*Exercise instructions:* Return the records below from the line containing "Find the green conifer" onward, exactly, through and including the last line.

*Given records:*
══════════
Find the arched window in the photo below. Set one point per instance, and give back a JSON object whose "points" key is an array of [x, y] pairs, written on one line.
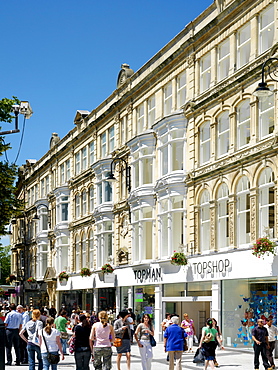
{"points": [[243, 211], [77, 253], [91, 249], [204, 142], [223, 134], [222, 217], [266, 203], [243, 123], [205, 222], [83, 251]]}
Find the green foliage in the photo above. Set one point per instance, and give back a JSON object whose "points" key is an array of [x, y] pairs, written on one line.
{"points": [[5, 263], [6, 109], [9, 204]]}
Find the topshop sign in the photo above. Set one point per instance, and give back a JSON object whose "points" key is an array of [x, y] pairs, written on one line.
{"points": [[212, 267]]}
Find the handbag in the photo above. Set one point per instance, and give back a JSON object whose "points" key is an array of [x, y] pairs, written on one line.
{"points": [[152, 341], [64, 335], [117, 342], [51, 357], [199, 357], [71, 344]]}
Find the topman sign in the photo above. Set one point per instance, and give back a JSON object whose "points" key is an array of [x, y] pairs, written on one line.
{"points": [[148, 274]]}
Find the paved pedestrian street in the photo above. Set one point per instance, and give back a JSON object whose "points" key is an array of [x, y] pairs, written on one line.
{"points": [[229, 359]]}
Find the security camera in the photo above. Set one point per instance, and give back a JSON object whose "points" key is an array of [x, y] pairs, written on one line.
{"points": [[25, 108]]}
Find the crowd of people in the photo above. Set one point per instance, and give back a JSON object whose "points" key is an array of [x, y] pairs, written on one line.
{"points": [[37, 334]]}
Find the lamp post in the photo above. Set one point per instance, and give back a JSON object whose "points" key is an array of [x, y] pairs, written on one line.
{"points": [[263, 91], [111, 177]]}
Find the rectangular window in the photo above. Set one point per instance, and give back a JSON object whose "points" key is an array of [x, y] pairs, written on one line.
{"points": [[103, 144], [123, 130], [243, 45], [92, 152], [111, 134], [223, 59], [181, 89], [151, 111], [266, 28], [67, 169], [84, 158], [140, 119], [205, 72], [77, 163], [168, 98]]}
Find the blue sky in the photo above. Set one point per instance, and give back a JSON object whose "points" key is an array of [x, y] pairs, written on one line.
{"points": [[65, 55]]}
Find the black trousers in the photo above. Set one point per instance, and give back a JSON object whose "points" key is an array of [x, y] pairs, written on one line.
{"points": [[12, 339], [269, 352], [260, 349]]}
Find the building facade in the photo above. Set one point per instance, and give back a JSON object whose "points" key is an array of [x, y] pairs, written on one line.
{"points": [[195, 156]]}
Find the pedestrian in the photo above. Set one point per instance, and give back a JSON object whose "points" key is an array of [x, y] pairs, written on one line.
{"points": [[188, 325], [60, 324], [142, 336], [215, 326], [13, 324], [208, 343], [166, 321], [174, 337], [272, 332], [102, 335], [82, 353], [32, 329], [49, 339], [260, 338], [22, 342], [122, 330]]}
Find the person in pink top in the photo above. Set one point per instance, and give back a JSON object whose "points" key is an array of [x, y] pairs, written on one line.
{"points": [[101, 339]]}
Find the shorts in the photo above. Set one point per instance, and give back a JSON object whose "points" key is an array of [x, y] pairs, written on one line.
{"points": [[125, 347]]}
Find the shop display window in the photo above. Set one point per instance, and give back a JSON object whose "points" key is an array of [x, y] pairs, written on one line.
{"points": [[244, 302]]}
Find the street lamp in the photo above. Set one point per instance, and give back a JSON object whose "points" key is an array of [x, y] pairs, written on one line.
{"points": [[36, 217], [263, 91], [111, 177]]}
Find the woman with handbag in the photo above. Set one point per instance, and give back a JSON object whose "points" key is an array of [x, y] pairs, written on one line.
{"points": [[188, 325], [49, 339], [82, 352], [122, 331], [102, 334], [33, 327], [208, 343], [142, 336]]}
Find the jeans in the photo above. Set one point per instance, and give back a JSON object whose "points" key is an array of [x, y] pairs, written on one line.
{"points": [[104, 354], [260, 349], [82, 360], [12, 336], [45, 362], [175, 355], [32, 350], [64, 345]]}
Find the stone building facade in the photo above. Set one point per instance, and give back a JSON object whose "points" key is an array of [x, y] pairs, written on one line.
{"points": [[200, 151]]}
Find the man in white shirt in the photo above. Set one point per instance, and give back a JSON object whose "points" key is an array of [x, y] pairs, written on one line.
{"points": [[272, 332]]}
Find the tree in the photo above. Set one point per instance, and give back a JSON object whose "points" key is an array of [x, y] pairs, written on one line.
{"points": [[5, 263], [9, 204]]}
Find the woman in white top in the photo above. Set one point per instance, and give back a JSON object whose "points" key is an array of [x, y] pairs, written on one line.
{"points": [[52, 338], [142, 336], [102, 334]]}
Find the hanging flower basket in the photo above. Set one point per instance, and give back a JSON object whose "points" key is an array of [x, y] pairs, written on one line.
{"points": [[31, 280], [107, 269], [10, 279], [85, 272], [179, 258], [263, 247], [63, 276]]}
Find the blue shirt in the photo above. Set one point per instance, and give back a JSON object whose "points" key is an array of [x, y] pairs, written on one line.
{"points": [[175, 338], [13, 320]]}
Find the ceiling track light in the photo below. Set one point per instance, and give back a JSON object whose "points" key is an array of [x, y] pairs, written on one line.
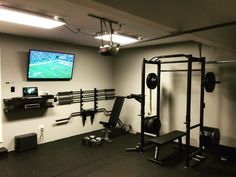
{"points": [[112, 36], [23, 17]]}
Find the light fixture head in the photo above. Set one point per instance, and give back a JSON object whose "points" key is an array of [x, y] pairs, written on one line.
{"points": [[27, 18], [109, 50], [118, 38]]}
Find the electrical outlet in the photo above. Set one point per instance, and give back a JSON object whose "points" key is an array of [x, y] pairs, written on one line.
{"points": [[41, 127]]}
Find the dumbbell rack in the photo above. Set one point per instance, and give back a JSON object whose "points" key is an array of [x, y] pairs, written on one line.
{"points": [[83, 96]]}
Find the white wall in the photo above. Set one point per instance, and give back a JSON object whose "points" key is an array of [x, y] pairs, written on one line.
{"points": [[220, 105], [90, 71]]}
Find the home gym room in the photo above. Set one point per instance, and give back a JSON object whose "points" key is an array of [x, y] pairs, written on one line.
{"points": [[77, 102]]}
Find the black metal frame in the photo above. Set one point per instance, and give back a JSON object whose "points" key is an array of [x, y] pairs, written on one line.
{"points": [[81, 97], [190, 59]]}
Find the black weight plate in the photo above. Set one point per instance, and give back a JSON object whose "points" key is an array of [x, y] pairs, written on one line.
{"points": [[151, 81], [210, 82]]}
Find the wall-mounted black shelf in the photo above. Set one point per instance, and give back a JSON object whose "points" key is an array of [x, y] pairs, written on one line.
{"points": [[23, 103]]}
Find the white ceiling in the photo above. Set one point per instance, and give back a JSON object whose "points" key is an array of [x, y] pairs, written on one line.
{"points": [[147, 18]]}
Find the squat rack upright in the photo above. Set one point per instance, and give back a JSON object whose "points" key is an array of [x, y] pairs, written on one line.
{"points": [[158, 60]]}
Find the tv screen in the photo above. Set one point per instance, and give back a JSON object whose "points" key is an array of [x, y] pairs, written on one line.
{"points": [[47, 65], [30, 91]]}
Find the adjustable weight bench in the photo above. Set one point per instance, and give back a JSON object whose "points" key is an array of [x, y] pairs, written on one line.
{"points": [[114, 117], [164, 139]]}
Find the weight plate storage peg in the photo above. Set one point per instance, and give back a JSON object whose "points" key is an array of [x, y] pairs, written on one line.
{"points": [[210, 82], [151, 81]]}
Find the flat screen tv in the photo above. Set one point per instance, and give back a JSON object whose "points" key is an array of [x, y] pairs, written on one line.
{"points": [[48, 65]]}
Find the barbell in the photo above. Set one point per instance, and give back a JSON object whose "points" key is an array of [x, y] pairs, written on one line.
{"points": [[209, 81]]}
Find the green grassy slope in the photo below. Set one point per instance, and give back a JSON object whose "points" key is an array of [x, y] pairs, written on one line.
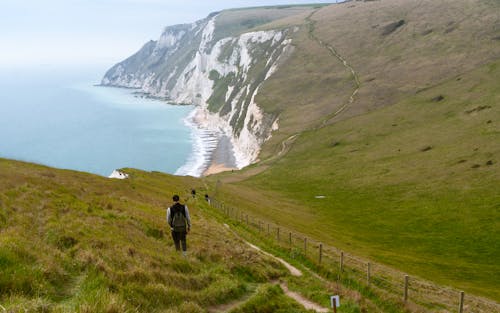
{"points": [[437, 40], [413, 185], [75, 242]]}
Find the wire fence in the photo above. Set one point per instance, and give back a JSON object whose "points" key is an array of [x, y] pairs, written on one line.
{"points": [[420, 295]]}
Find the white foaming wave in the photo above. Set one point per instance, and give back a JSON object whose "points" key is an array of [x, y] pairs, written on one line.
{"points": [[204, 143]]}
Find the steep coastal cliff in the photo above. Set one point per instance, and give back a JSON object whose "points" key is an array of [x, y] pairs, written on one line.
{"points": [[218, 64]]}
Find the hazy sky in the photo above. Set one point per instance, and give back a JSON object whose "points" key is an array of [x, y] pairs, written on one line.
{"points": [[34, 32]]}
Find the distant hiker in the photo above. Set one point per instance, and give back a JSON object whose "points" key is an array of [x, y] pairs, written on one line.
{"points": [[180, 223]]}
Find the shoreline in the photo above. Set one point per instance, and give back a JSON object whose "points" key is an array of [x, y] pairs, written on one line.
{"points": [[222, 159], [212, 151]]}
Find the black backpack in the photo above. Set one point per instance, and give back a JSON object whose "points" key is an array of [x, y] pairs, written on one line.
{"points": [[179, 221]]}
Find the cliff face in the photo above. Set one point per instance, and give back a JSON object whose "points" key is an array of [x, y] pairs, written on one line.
{"points": [[218, 70]]}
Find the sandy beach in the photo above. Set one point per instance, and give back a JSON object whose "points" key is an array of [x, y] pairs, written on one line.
{"points": [[222, 158]]}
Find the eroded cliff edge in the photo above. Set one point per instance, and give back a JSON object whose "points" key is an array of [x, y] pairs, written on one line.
{"points": [[219, 67]]}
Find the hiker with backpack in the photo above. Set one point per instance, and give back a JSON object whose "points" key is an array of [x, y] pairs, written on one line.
{"points": [[180, 223]]}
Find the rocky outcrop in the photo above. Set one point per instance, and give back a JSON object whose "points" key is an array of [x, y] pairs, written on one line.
{"points": [[221, 73]]}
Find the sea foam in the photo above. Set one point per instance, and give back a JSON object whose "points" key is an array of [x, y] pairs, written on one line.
{"points": [[204, 143]]}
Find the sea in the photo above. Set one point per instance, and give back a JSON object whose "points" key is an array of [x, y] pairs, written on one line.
{"points": [[58, 116]]}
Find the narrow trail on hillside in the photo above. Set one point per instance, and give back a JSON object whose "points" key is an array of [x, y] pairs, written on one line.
{"points": [[306, 303], [286, 144], [333, 51]]}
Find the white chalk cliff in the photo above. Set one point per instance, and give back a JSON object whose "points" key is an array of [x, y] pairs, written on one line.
{"points": [[219, 71]]}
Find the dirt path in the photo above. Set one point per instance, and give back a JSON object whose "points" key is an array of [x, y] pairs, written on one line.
{"points": [[309, 305], [292, 269], [343, 61]]}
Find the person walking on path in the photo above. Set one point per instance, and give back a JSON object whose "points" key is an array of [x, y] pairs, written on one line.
{"points": [[180, 223]]}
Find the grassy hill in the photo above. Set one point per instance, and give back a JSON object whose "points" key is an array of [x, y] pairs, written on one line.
{"points": [[410, 168], [75, 242]]}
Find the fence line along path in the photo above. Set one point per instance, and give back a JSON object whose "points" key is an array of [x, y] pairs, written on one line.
{"points": [[428, 296]]}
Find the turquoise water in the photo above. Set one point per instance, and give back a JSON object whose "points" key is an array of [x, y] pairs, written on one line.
{"points": [[57, 117]]}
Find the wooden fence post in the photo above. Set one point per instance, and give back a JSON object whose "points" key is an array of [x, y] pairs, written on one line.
{"points": [[368, 274], [461, 304], [405, 296]]}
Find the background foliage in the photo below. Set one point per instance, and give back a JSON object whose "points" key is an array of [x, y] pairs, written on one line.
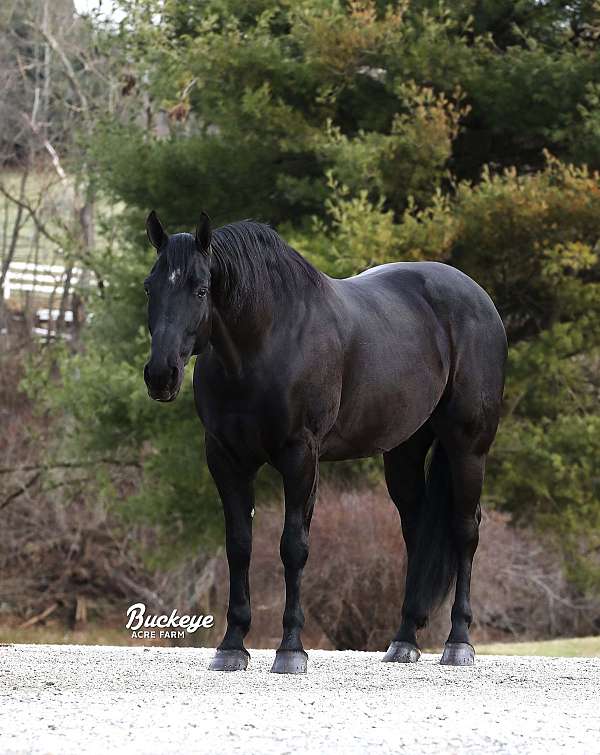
{"points": [[466, 131]]}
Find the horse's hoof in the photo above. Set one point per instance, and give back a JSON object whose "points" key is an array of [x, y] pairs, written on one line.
{"points": [[458, 654], [402, 652], [290, 662], [230, 660]]}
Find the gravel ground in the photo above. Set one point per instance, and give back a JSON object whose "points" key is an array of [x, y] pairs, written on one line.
{"points": [[74, 699]]}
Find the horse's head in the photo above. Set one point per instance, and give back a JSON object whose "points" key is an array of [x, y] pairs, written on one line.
{"points": [[179, 307]]}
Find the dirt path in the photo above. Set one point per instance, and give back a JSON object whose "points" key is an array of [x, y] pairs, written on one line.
{"points": [[74, 699]]}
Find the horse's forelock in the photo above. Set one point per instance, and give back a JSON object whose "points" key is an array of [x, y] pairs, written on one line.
{"points": [[181, 258]]}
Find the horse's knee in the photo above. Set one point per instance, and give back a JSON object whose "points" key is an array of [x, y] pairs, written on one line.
{"points": [[294, 548], [239, 550]]}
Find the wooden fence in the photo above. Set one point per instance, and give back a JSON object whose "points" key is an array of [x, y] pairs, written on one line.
{"points": [[45, 282]]}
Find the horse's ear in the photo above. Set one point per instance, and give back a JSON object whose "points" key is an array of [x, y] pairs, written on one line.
{"points": [[155, 231], [203, 234]]}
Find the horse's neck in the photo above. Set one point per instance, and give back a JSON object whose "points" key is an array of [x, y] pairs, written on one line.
{"points": [[224, 344]]}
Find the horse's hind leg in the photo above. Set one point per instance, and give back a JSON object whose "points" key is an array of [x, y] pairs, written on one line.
{"points": [[467, 444], [405, 479]]}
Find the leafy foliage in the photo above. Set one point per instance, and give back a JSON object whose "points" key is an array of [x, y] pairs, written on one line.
{"points": [[370, 132]]}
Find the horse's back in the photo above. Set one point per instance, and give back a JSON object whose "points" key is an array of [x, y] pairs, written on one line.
{"points": [[409, 326]]}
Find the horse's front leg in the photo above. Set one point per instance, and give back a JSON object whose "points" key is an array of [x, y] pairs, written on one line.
{"points": [[299, 467], [236, 488]]}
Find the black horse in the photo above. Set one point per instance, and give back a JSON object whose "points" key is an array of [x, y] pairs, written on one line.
{"points": [[405, 360]]}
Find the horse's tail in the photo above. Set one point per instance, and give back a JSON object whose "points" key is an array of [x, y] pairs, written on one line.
{"points": [[434, 560]]}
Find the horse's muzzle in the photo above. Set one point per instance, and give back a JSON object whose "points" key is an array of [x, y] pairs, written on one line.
{"points": [[163, 382]]}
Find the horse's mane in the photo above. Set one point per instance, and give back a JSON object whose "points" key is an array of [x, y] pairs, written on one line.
{"points": [[251, 264]]}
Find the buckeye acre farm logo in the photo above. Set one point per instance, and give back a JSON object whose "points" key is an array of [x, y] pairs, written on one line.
{"points": [[173, 626]]}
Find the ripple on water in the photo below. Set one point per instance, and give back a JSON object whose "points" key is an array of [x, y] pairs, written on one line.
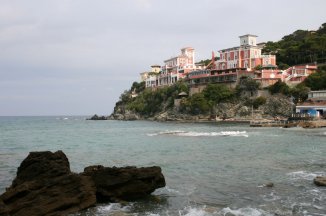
{"points": [[201, 134]]}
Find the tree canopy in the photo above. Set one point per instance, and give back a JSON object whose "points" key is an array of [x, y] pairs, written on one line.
{"points": [[300, 47]]}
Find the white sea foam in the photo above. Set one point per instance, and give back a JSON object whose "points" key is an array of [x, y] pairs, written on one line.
{"points": [[202, 134], [193, 211], [271, 197], [298, 175], [167, 190], [114, 207], [244, 212]]}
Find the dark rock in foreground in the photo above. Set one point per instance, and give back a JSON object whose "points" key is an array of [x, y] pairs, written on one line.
{"points": [[320, 181], [114, 184], [45, 186]]}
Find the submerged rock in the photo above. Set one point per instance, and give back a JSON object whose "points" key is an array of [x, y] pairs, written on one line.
{"points": [[96, 117], [320, 181], [126, 183], [44, 185]]}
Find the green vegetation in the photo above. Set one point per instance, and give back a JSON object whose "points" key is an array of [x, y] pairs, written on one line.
{"points": [[300, 47], [297, 48], [149, 102], [317, 81]]}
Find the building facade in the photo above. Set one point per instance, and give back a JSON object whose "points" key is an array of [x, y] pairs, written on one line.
{"points": [[315, 105], [174, 68], [247, 55]]}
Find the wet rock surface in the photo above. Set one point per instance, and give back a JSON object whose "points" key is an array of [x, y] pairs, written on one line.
{"points": [[320, 181], [45, 185]]}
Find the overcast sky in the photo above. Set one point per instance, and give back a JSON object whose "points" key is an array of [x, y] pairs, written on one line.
{"points": [[75, 57]]}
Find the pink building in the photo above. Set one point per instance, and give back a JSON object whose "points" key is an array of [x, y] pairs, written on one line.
{"points": [[175, 68], [247, 55]]}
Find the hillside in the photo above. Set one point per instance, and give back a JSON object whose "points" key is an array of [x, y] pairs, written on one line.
{"points": [[218, 101], [300, 47]]}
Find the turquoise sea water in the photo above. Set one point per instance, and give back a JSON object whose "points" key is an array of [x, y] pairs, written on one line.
{"points": [[210, 168]]}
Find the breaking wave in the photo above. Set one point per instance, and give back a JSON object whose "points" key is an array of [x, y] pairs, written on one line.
{"points": [[245, 212], [299, 175], [201, 134]]}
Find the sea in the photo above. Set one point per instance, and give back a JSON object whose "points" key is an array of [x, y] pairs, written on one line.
{"points": [[216, 168]]}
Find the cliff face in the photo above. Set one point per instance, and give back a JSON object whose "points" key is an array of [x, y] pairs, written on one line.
{"points": [[275, 106]]}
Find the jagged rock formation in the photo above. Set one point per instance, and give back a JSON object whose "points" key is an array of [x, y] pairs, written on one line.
{"points": [[45, 186], [114, 184], [320, 181]]}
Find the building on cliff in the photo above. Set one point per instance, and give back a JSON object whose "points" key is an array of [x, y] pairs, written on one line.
{"points": [[315, 105], [233, 63], [174, 68], [246, 60]]}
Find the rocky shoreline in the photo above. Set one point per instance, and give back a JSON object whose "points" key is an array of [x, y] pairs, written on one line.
{"points": [[45, 185]]}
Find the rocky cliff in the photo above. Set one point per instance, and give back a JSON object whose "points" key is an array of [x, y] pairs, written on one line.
{"points": [[44, 185]]}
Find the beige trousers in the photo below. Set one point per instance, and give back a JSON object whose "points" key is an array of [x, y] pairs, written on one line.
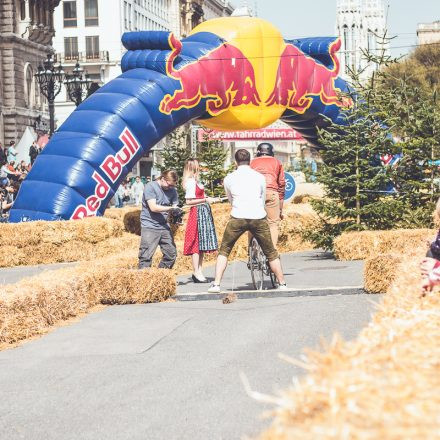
{"points": [[273, 214]]}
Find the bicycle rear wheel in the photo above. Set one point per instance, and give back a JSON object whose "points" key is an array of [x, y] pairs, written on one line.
{"points": [[273, 279], [257, 262]]}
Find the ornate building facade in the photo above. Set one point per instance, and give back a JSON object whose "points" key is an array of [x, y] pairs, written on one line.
{"points": [[26, 32], [359, 24], [194, 12], [428, 33]]}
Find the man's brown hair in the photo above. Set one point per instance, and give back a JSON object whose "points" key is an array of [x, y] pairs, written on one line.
{"points": [[242, 157], [170, 175]]}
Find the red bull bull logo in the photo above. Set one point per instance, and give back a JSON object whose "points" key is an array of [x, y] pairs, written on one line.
{"points": [[228, 80], [112, 167], [300, 78]]}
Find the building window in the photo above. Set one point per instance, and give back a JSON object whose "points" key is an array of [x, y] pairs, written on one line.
{"points": [[91, 12], [29, 87], [22, 10], [92, 47], [71, 48], [69, 9]]}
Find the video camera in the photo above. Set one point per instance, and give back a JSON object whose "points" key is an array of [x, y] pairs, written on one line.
{"points": [[175, 216]]}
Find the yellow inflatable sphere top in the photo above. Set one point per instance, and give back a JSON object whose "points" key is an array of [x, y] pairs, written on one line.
{"points": [[258, 46]]}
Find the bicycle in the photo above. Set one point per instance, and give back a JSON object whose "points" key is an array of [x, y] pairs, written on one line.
{"points": [[259, 266]]}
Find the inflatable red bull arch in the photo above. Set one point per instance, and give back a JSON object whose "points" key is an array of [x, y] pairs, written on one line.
{"points": [[232, 73]]}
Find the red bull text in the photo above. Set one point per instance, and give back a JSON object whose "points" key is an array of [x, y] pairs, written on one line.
{"points": [[112, 167]]}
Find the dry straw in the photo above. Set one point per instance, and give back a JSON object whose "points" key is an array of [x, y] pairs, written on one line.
{"points": [[384, 385], [366, 244], [56, 242], [33, 305], [380, 272]]}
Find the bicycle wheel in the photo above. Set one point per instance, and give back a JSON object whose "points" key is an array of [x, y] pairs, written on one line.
{"points": [[273, 278], [257, 263]]}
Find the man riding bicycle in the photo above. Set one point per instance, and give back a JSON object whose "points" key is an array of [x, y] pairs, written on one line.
{"points": [[272, 169], [246, 189]]}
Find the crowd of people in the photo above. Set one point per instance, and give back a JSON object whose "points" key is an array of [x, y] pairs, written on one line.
{"points": [[256, 193], [12, 174], [130, 192]]}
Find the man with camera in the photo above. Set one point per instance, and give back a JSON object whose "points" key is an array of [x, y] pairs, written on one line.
{"points": [[158, 202], [7, 194]]}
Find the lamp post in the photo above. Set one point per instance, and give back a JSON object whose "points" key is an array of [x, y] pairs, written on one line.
{"points": [[77, 86], [50, 79]]}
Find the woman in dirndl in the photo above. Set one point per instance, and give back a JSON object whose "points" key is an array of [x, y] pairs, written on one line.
{"points": [[200, 236]]}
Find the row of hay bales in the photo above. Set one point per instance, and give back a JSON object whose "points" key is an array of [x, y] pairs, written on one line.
{"points": [[384, 385], [296, 218], [64, 241], [57, 242], [383, 252], [33, 305]]}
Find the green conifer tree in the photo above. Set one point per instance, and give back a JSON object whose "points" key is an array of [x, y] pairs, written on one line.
{"points": [[174, 156], [212, 156], [354, 178]]}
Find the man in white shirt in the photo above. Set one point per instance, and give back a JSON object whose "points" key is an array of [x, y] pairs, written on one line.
{"points": [[246, 191], [137, 190]]}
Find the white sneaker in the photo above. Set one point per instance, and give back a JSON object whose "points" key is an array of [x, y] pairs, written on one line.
══════════
*Result of the exercise:*
Find the green conifer tree in the photo above. Set one point per instance, and give back a JSON object whose "points" key is an array of [x, y] pairs, written on one line.
{"points": [[174, 156], [212, 156], [354, 178]]}
Find the man in white shirt in the photo above. Set one point per instance, and give back a JSON object whose "points" key is an array of [x, y] pairs, written on one line.
{"points": [[246, 191], [137, 190]]}
Find the white sneaker in the photo above. Set one point per instance, and give back a JSON object whose "points" key is an array of [x, y] pairs, written on one line.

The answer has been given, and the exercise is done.